Reading passage:
◆ ◆ ◆ ◆ ◆ ◆ ◆

You are viewing a plain text version of this content. The canonical link for it is here.

Posted to dev@mahout.apache.org by "Jeff Eastman (JIRA)" <ji...@apache.org> on 2009/06/20 02:54:07 UTC

[jira] Commented: (MAHOUT-136) Change Canopy MR Implementation to use Vector Writable

    [ https://issues.apache.org/jira/browse/MAHOUT-136?page=com.atlassian.jira.plugin.system.issuetabpanels:comment-tabpanel&focusedCommentId=12722105#action_12722105 ] 

Jeff Eastman commented on MAHOUT-136:
-------------------------------------

r786738 committed the following changes.
- Modified CanopyMapper and CanopyReducer to produce and consume Canopy centroids as Writable values vs. previous formatStrings
- Modified CanopyMapper to specify SparseVector output from mapper
- Fixed null name hash() bug in SparseVector
- Modified Canopy.emitPointToExistingCanopies to emit only canopy id and not full serialized canopy. 
- This eliminates the need for the OutputDriver and OutputMapper in synthetic control example so they are deleted.
- Updated unit tests; all tests run
- Synthetic control example runs

NOTE: When passing Vectors between Map and Reduce steps using Writable format, Hadoop uses the *same instance* to do all of the deserializations. I had to change the Canopy constructors to clone() their center arguments so that the same instance would not be reused for multiple canopies.

> Change Canopy MR Implementation to use Vector Writable
> ------------------------------------------------------
>
>                 Key: MAHOUT-136
>                 URL: https://issues.apache.org/jira/browse/MAHOUT-136
>             Project: Mahout
>          Issue Type: Improvement
>          Components: Clustering
>    Affects Versions: 0.1
>            Reporter: Jeff Eastman
>            Assignee: Jeff Eastman
>             Fix For: 0.1
>
>
> Internal serialization of Canopy currently uses asFormatString rather than just making the Canopy writable. This is storage inefficient.

◆ ◆ ◆ ◆ ◆ ◆ ◆

Set of tasks:
1. In the MAHOUT-136 comment, swap "Hadoop" for "the framework" and write out the passage starting at "- Updated unit" and ending at "for multiple canopies.".
2. Summarize the MAHOUT-136 comment in two sentences.
3. Answer these questions from the MAHOUT-136 comment:
(a) Which revision committed the changes?
(b) Under which component is the issue filed?
(c) According to the issue description, what does the internal serialization of Canopy currently use?
Rely only on the text for what comes next.

◆ ◆ ◆ ◆ ◆ ◆ ◆

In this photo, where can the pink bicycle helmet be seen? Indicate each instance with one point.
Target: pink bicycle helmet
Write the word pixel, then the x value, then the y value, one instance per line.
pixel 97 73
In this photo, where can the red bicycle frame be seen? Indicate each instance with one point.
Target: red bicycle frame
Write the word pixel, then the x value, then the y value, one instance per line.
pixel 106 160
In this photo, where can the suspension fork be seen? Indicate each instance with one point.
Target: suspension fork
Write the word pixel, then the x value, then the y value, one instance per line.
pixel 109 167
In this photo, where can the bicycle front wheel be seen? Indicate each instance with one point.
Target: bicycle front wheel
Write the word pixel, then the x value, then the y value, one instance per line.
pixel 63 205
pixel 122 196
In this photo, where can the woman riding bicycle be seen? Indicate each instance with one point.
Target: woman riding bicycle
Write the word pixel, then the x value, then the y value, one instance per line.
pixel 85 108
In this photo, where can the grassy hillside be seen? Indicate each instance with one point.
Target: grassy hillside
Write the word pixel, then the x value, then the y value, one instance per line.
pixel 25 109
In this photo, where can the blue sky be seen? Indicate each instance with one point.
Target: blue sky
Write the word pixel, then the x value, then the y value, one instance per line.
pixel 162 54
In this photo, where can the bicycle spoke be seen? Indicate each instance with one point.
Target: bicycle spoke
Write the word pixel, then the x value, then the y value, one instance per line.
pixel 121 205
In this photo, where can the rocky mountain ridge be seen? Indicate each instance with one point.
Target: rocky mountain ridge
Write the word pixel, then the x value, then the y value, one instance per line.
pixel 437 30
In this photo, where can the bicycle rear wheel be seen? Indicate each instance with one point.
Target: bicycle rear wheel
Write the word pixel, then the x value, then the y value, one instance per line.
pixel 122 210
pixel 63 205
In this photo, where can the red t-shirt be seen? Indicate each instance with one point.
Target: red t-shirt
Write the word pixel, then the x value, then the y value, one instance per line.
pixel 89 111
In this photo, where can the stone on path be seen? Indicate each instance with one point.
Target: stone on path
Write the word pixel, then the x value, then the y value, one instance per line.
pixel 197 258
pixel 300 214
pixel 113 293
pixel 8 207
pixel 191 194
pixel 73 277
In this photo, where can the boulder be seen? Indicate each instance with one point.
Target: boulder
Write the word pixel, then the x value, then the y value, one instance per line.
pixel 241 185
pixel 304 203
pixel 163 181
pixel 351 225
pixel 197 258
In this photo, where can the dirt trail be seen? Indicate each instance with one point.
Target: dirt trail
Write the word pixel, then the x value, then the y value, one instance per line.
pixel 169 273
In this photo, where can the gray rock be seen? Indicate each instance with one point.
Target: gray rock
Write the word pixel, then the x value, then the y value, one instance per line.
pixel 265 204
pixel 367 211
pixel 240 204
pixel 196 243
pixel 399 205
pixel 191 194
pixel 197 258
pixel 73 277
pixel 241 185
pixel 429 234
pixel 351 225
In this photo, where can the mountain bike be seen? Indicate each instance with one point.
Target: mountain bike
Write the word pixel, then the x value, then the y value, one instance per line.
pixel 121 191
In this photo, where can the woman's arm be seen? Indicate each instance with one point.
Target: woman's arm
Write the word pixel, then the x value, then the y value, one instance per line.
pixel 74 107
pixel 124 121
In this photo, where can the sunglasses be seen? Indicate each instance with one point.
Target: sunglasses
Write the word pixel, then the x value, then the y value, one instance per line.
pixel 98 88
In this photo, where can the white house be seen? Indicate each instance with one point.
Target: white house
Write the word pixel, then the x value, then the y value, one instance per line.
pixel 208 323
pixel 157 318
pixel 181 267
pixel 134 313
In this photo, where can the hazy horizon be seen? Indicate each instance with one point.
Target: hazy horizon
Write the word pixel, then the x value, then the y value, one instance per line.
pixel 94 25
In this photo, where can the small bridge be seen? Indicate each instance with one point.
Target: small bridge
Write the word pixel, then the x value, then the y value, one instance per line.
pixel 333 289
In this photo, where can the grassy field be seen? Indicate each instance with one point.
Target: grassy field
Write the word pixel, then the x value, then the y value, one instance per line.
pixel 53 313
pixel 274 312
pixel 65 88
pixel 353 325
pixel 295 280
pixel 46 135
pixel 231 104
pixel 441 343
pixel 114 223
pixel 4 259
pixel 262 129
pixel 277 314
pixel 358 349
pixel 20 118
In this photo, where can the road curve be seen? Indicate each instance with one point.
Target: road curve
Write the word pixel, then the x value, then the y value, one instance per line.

◆ ◆ ◆ ◆ ◆ ◆ ◆

Answers for the exercise:
1.
- Updated unit tests; all tests run
- Synthetic control example runs

NOTE: When passing Vectors between Map and Reduce steps using Writable format, the framework uses the *same instance* to do all of the deserializations. I had to change the Canopy constructors to clone() their center arguments so that the same instance would not be reused for multiple canopies.

2. Revision r786738 changed CanopyMapper and CanopyReducer to pass Canopy centroids as Writable values instead of format strings, fixed a null name hash() bug in SparseVector, and made emitPointToExistingCanopies emit only the canopy id, so the OutputDriver and OutputMapper in the synthetic control example were no longer needed and were deleted. Because Hadoop uses the same instance for all deserializations when Vectors pass between Map and Reduce steps in Writable format, the Canopy constructors were changed to clone their center arguments.

3.
(a) r786738
(b) Clustering
(c) asFormatString